» **Entries supplied**:
* * * * *

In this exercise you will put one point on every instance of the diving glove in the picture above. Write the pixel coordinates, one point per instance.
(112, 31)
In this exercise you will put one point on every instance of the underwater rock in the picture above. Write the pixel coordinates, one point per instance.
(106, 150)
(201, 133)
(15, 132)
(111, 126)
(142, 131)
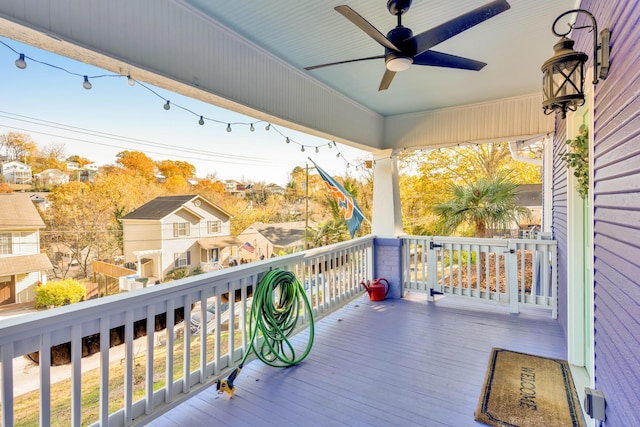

* * * * *

» **Directions for this task**: Transcribe all data precisely. Pictures are not copied.

» **Exercise answer**:
In this exercise you will put one point on every instance of the diving glove in the picture above. Write the pixel coordinates, one point per instance.
(112, 31)
In this exercise you will put one point on every instance of the underwater rock in the picture above. Write the pixel coordinates, one point per instance.
(106, 150)
(201, 133)
(15, 132)
(111, 126)
(142, 131)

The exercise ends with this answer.